Exercises to complete ->
A. In the passage on decentralized information, how many outstanding challenges to decentralized systems does the August 2017 report identify?
B. Pick up the passage on decentralized information after its final sentence and continue it.

══ Passage given ══

Software is a complex form of information to layer, but declarative programming paradigms offer solutions. As a generalization, declarative code describes things rather than giving explicit linear instructions. That which is not strictly ordered through reference chains may be freely layered as long as it is logically sound. Descriptions may include extensible data semantics, rule sets, local parameterizations, component wirings, hints, environmental variables, and, of course, units of functional code. The final form of software is only materialized at the moment it is actually needed. Rather than being limited by static, pre-designed applications, the ideal user environment takes everything currently known and generates custom interactions and interfaces. This allows maximum specialization for the task at hand with minimal human design effort. Of course, this is a ideal conceptual direction to evolve future software. Earlier renditions will have more manually-designed components and configurations, but the concept provides a design principle to continually refactor toward.

Practical Benefits

Decentralized information provides immediate benefits for all scenarios where multi-party information needs to be aggregated, integrated, collaboratively evaluated, and then filtered and layered into useful views. Obvious arenas include research, journalism, education, government, healthcare, and most everyday personal and business communication. These are ripe with low-hanging-fruit use cases that do not immediately require complex semantics or AI.

Social Computing

Decentralized information can particularly benefit 3 major areas of social computing:

Challenges to Decentralized Systems

Decentralized information must be supported by practical real world systems. While adaptors to legacy platforms are possible, they cannot take full advantage of its native properties. On the other hand, decentralized systems have yet to be proven at global scale.

In August 2017, MIT's Digital Currency Initiative and Center for Civic Media released a report on the motivations and progress of various decentralized internet projects. Four outstanding challenges to decentralized systems are identified. We believe that a decentralized information model is an critical component to solving these.

═══
══ Data entries ══

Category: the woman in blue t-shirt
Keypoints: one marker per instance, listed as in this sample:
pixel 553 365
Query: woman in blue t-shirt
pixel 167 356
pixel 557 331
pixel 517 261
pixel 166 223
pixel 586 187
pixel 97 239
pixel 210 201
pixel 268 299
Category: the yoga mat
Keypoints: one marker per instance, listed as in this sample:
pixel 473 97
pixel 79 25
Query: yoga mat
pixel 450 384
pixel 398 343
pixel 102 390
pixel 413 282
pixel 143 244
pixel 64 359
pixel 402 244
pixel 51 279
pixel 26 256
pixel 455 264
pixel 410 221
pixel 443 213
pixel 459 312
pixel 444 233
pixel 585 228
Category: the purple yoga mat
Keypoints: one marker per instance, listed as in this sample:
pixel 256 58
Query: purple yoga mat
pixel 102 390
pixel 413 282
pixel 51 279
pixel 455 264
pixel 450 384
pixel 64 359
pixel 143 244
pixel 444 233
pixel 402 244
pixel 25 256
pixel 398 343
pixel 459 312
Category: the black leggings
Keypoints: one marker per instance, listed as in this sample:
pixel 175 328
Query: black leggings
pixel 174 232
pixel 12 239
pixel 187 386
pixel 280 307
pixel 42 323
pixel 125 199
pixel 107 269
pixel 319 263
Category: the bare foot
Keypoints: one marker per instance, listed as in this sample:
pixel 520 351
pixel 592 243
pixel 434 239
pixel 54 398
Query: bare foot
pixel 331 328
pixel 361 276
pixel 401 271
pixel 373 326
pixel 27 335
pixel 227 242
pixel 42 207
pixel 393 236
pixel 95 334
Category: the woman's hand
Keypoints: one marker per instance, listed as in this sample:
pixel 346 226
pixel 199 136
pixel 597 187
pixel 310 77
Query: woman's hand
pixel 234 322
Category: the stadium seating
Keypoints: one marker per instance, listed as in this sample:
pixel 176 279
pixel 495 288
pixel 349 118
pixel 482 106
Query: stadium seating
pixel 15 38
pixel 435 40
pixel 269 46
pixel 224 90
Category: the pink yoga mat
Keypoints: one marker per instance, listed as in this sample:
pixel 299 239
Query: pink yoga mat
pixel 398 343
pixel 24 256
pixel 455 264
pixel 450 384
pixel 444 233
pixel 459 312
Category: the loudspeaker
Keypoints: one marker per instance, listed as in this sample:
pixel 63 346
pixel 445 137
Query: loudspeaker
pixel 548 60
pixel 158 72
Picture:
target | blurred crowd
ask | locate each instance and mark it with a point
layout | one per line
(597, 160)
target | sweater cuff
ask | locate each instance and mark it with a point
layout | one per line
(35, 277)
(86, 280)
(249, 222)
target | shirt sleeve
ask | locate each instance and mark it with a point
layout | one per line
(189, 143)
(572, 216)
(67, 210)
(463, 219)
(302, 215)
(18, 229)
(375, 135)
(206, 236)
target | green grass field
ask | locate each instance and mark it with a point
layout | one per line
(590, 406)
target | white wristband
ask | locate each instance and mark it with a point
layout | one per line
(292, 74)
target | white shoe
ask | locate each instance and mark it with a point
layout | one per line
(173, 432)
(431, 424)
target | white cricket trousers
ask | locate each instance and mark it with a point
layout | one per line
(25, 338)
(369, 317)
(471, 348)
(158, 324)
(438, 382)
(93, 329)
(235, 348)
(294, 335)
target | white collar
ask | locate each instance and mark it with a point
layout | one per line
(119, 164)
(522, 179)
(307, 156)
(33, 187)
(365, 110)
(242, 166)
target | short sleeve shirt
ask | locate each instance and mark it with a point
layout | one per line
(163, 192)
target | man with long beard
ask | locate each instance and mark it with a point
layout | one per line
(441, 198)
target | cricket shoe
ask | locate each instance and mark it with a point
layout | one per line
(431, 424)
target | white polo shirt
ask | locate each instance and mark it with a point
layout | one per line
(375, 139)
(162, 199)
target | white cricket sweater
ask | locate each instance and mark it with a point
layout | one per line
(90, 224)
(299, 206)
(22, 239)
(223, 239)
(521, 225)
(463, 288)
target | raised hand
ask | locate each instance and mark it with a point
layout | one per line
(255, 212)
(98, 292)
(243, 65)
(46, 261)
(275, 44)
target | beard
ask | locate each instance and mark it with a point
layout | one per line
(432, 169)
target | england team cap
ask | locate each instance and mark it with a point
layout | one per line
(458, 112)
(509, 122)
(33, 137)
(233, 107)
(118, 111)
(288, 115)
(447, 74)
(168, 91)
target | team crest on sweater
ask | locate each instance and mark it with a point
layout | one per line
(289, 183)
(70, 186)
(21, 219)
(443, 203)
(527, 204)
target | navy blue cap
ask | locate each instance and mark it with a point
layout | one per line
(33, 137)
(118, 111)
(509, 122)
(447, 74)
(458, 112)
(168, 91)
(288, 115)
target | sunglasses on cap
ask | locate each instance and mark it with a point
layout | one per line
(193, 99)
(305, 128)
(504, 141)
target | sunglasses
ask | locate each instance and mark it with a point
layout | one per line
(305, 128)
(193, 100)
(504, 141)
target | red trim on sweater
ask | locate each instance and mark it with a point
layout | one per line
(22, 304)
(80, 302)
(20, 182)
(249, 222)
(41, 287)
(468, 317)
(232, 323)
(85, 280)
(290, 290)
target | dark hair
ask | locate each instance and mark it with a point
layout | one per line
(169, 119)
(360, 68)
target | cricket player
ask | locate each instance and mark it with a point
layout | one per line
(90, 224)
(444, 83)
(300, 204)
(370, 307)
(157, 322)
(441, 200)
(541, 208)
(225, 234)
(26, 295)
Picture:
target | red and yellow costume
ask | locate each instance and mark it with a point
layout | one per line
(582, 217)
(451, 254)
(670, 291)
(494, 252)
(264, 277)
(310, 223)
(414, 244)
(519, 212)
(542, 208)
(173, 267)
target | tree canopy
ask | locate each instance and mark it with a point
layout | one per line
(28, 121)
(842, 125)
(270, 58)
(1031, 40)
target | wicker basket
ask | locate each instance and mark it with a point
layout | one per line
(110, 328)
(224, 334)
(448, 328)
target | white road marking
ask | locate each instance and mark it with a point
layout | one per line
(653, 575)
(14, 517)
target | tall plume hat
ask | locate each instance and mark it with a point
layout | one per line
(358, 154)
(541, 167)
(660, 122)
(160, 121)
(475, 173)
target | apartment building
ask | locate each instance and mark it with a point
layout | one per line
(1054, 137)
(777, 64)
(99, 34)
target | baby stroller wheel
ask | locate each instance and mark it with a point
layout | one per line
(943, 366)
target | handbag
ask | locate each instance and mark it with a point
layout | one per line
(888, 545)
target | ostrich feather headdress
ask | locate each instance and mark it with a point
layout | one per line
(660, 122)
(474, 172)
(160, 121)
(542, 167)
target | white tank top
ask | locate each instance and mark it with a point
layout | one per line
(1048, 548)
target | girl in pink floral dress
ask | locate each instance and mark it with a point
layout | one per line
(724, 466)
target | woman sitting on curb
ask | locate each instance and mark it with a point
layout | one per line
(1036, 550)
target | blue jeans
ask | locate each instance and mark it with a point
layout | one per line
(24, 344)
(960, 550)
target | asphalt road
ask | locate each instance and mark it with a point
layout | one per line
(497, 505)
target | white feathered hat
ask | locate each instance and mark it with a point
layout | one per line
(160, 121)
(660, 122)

═══

The answers ->
A. Four.

B.
User and developer adoption

Decentralized information is not dependent on system adoption, federation, or network effects. It stands on its own, without any infrastructure, and is usable within any system that is able to understand it. It is inherently future-proof and easily made forward-compatible via layering additional metadata. This is attractive for driving developer adoption both within and outside existing software ecosystems because it eliminates concerns of new platform stability and longevity. The information itself is the platform. Software development around decentralized information is always subjugate to the information, using it as both a storage and communication medium. (The later must be combined with a use-case-appropriate means to propagate new data.) By decoupling software from information, re-use of both is promoted. Software bears the responsibility of working with neutral information, taking advantage of embedded semantics. Exclusive software ownership of data is simply not allowed, though particular software may define what data is considered valid for its own purposes.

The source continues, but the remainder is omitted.